[WORK TASK]: I'd like every line in the following listing that holds "bowl" copied.

[Opening STUDY MATERIAL section]

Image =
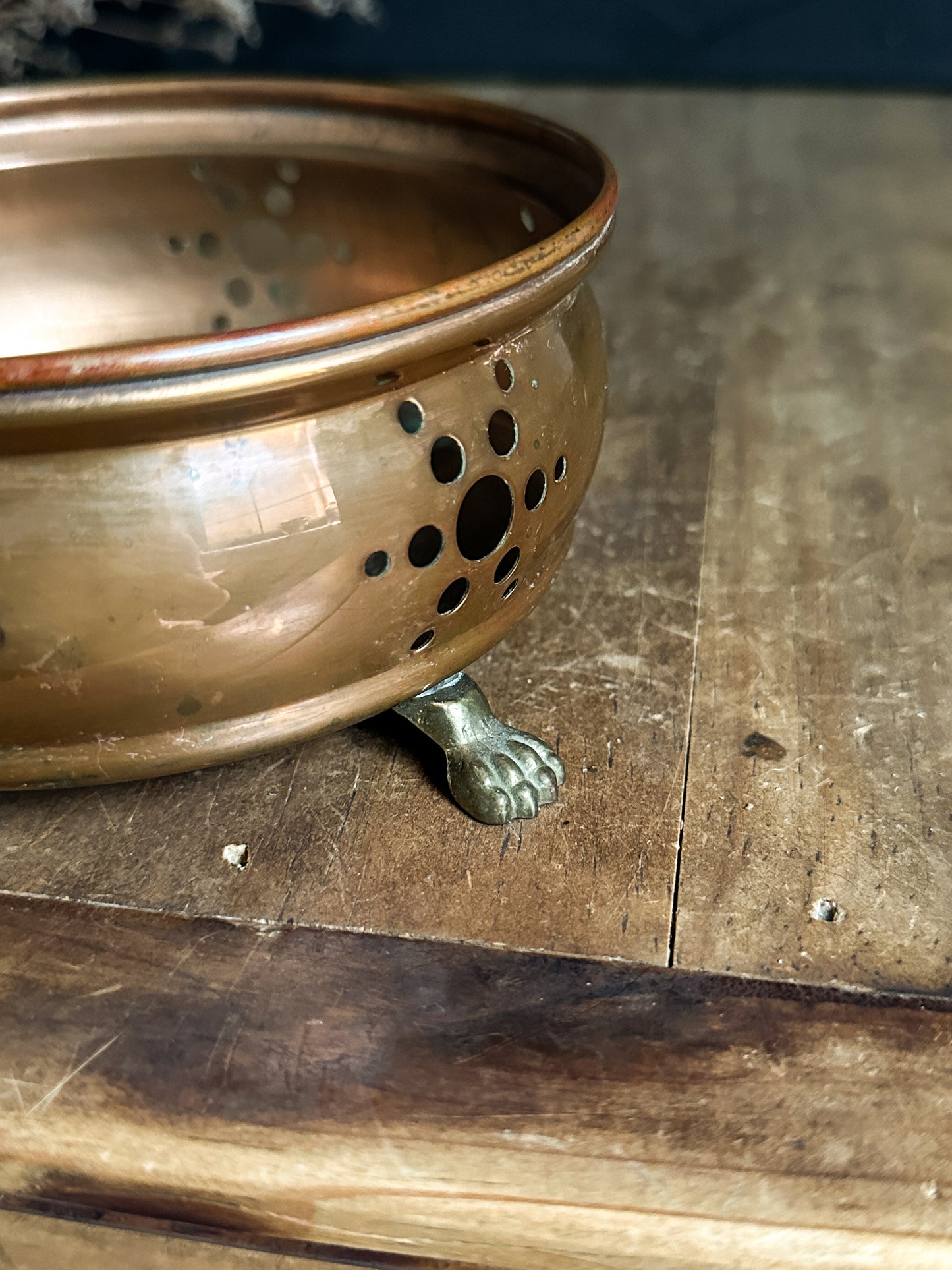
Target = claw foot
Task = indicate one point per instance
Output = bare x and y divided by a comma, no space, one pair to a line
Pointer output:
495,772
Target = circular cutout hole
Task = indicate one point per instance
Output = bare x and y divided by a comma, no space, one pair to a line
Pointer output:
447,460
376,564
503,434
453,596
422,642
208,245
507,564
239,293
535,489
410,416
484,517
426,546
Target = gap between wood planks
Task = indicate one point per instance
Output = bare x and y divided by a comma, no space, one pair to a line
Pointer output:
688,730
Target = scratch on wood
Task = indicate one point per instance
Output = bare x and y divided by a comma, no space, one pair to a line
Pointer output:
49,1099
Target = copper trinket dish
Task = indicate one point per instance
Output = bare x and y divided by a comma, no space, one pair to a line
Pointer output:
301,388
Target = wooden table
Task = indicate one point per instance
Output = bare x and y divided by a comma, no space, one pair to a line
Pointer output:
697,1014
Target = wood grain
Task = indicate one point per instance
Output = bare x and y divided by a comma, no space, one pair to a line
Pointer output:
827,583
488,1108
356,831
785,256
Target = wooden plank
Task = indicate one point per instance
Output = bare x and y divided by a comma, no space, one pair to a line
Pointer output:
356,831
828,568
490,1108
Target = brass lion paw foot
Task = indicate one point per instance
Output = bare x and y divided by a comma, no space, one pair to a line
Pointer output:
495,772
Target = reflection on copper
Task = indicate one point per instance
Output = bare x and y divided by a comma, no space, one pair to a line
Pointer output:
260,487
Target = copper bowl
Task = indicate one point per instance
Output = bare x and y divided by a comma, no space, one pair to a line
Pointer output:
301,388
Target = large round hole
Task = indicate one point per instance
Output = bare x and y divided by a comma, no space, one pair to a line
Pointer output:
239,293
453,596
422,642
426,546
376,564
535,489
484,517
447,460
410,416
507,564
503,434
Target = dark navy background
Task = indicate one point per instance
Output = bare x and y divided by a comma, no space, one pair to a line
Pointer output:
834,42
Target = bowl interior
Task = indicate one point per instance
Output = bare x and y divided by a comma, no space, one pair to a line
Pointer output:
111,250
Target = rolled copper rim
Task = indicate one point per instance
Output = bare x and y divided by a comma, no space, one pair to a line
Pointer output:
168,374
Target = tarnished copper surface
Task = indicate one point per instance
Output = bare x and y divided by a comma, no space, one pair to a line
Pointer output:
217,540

[Closing STUDY MATERIAL section]

[ANSWER BOX]:
Target = copper bowl
Target = bowl interior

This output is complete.